• **Required task**: From the line containing "Could you please outline every instance of the orange" down to the last line of the records below, copy every line exactly. Leave out everything before it.

Extracted data entries:
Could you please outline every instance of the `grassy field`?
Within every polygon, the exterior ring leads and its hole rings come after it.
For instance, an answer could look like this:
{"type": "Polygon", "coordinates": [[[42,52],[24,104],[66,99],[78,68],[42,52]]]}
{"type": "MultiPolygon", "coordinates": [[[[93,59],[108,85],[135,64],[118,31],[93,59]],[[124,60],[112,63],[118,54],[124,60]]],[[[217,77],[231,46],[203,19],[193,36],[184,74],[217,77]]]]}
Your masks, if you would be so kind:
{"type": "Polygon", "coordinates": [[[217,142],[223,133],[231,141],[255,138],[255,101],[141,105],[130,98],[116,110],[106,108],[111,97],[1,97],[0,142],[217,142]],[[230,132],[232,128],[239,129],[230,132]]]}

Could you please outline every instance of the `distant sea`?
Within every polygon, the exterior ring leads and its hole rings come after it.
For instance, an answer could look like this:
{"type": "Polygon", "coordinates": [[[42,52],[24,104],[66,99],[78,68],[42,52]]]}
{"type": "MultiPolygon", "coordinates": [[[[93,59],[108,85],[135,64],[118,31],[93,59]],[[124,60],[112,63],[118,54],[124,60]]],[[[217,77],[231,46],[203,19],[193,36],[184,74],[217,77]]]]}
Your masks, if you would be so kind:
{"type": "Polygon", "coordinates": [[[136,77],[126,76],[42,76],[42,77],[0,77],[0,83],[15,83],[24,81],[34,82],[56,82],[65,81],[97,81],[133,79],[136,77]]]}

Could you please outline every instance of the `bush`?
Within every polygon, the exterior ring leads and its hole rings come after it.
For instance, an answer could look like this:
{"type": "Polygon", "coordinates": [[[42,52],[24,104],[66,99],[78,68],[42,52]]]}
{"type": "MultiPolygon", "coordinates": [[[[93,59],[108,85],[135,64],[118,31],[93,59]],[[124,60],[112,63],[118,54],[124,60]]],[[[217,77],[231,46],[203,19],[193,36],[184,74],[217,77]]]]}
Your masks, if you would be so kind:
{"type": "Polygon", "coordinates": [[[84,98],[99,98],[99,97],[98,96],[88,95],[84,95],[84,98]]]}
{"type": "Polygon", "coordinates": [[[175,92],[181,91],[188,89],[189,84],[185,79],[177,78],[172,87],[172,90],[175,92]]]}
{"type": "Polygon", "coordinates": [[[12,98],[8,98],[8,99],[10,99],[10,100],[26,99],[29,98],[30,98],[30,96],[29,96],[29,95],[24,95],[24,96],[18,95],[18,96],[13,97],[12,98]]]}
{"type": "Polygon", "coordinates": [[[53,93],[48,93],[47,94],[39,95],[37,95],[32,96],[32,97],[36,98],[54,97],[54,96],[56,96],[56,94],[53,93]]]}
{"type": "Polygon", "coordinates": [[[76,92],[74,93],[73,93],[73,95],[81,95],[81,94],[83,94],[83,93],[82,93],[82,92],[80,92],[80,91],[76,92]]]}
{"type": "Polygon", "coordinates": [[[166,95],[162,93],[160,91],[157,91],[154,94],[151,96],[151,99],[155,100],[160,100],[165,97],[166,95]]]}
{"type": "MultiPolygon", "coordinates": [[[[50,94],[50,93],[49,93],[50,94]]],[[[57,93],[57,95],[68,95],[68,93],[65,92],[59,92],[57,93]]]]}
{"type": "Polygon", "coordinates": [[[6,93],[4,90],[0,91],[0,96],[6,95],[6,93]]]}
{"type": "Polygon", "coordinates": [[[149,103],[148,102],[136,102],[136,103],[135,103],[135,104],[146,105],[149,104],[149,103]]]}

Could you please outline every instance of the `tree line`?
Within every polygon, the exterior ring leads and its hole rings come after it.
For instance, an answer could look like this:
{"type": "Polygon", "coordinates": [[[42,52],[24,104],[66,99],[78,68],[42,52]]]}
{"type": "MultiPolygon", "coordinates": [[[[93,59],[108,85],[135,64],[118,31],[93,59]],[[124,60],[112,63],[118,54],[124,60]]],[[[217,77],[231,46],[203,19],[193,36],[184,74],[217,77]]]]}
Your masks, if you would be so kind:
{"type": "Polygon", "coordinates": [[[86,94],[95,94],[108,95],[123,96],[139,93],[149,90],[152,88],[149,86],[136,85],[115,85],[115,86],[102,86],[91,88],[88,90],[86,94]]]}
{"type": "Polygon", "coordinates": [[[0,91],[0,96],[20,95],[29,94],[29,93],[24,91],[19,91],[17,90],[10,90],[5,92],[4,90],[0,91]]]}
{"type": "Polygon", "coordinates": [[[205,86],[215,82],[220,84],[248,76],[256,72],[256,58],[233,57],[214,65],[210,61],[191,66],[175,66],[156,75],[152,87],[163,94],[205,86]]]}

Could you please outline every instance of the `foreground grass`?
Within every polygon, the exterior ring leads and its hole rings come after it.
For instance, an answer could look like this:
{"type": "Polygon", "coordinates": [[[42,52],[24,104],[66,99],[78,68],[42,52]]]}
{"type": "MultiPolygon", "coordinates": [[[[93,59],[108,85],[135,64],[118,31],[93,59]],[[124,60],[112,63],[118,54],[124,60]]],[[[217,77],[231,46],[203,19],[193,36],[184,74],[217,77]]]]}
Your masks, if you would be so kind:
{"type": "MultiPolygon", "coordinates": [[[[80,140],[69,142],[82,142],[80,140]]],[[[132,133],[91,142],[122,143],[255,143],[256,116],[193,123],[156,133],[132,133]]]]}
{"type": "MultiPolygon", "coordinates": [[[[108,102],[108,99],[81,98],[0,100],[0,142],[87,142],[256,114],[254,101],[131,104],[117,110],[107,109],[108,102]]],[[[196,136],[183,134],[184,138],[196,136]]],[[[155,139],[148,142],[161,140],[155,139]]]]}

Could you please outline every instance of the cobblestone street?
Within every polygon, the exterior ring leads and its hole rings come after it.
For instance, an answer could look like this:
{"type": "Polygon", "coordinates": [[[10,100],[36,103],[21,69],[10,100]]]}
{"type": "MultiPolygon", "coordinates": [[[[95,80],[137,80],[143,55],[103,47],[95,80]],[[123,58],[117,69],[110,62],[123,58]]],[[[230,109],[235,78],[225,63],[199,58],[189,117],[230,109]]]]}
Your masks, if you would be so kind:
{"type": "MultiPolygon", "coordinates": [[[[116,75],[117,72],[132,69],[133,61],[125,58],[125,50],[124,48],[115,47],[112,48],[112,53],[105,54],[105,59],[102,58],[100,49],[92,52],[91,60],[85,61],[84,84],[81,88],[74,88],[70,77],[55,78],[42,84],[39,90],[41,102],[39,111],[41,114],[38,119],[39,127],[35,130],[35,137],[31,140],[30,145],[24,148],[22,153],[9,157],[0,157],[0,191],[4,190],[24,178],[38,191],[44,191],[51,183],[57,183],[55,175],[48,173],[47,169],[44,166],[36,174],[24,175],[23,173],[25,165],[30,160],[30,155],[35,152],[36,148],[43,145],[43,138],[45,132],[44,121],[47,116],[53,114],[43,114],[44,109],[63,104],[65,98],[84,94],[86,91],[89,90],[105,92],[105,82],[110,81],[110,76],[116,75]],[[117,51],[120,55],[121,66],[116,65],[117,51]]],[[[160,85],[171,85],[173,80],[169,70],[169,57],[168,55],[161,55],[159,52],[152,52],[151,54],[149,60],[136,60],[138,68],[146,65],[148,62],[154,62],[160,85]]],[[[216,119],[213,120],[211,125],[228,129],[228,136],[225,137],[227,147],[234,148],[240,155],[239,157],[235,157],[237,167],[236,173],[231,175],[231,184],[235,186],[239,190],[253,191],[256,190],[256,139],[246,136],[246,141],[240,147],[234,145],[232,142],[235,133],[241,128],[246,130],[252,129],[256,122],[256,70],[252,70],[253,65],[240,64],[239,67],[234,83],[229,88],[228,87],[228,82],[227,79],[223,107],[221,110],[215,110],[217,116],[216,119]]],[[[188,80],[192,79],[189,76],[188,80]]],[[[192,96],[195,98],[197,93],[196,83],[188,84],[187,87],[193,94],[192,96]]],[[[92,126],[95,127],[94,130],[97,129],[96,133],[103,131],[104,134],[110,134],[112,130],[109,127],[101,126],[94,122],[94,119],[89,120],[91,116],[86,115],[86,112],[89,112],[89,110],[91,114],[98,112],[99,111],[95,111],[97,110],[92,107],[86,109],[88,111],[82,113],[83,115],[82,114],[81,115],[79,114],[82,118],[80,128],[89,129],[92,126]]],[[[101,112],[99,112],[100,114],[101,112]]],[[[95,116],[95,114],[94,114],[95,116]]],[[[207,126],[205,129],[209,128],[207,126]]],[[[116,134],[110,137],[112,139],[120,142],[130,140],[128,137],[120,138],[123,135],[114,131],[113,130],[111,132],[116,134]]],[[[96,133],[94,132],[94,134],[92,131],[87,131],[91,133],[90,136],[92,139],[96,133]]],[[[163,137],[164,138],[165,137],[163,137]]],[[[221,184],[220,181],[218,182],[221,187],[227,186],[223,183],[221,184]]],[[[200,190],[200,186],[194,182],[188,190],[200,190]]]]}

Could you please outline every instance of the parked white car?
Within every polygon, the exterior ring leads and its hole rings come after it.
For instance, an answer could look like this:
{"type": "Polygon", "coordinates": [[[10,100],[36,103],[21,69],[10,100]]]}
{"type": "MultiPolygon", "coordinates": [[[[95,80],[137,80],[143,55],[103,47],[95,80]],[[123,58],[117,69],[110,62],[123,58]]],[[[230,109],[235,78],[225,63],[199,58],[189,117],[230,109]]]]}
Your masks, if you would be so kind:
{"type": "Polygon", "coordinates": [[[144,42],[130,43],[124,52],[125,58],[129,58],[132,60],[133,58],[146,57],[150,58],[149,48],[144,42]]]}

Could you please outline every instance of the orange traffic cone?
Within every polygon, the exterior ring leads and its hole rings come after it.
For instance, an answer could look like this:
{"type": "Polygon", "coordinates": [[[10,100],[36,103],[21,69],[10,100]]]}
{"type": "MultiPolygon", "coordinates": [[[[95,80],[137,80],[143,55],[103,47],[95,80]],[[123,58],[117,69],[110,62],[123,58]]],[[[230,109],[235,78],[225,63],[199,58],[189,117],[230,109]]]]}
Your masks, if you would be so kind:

• **Task solution**:
Could you please outline every instance of the orange traffic cone?
Within every polygon, the exterior ring leads and its hole rings come after it.
For instance, an answer could look like this:
{"type": "Polygon", "coordinates": [[[10,100],[36,103],[21,69],[10,100]]]}
{"type": "MultiPolygon", "coordinates": [[[[95,80],[137,80],[143,55],[103,47],[95,80]],[[123,58],[117,69],[110,62],[123,58]]],[[[230,109],[235,78],[225,63],[199,58],[189,117],[230,109]]]]}
Your masks, if you would be so kind:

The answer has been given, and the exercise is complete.